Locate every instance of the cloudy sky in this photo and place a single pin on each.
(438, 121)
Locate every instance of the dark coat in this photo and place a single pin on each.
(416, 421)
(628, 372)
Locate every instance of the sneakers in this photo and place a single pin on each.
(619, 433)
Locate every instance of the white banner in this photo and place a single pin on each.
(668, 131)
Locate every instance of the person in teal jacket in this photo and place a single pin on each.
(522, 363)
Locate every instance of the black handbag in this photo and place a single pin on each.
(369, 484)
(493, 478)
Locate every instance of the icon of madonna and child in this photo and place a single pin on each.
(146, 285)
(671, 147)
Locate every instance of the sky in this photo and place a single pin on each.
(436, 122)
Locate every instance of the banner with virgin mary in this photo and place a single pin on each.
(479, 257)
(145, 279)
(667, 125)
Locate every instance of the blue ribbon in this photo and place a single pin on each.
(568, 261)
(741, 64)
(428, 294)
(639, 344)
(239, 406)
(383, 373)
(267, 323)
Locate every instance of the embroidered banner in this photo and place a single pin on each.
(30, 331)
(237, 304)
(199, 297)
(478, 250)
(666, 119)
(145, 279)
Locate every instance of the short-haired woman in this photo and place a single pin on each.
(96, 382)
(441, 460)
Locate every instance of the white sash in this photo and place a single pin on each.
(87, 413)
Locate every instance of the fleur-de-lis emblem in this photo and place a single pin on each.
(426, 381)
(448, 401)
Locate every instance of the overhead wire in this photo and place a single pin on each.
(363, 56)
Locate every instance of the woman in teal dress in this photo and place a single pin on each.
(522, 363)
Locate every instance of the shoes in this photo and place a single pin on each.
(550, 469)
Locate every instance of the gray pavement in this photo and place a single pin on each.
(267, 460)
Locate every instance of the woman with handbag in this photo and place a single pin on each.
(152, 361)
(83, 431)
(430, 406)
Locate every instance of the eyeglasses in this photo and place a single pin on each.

====

● **Aim**
Rescale the data starting at the line that contains "Locate every instance of the embroidered" and ending at the end of the data, restating only those lines with the requests included. Multiply every pin coordinate by 1.6 and round to the nearest whole number, with halves rounded up.

● **Reply**
Locate every instance of the embroidered banner in this photo and place a single pin on each.
(48, 530)
(379, 486)
(318, 475)
(765, 400)
(1066, 190)
(232, 446)
Locate every instance of the short-haired woman in this photo and place a single pin on each.
(154, 611)
(706, 736)
Locate every instance of the white sash in this photo and place a single pin on each.
(139, 661)
Locate every instance of the fleur-de-lis emblem in this photo and place a single pin on each.
(682, 610)
(717, 642)
Locate every instance of the overhead wire in this photo and place a single pin on each.
(581, 90)
Locate every instance of the woman in teal dress in this photo and place a single pin on each.
(835, 581)
Locate every instance of the shoes in this photo and place a single pin on each.
(880, 750)
Locate every instance of the gray pavement in this photo and place a single pin on each.
(427, 736)
Locate every instance of the woman with handbag in this photo and place a single pin on each.
(243, 578)
(133, 690)
(688, 650)
Locate every instance of the eyeglasses in this photo and place a single pin on each.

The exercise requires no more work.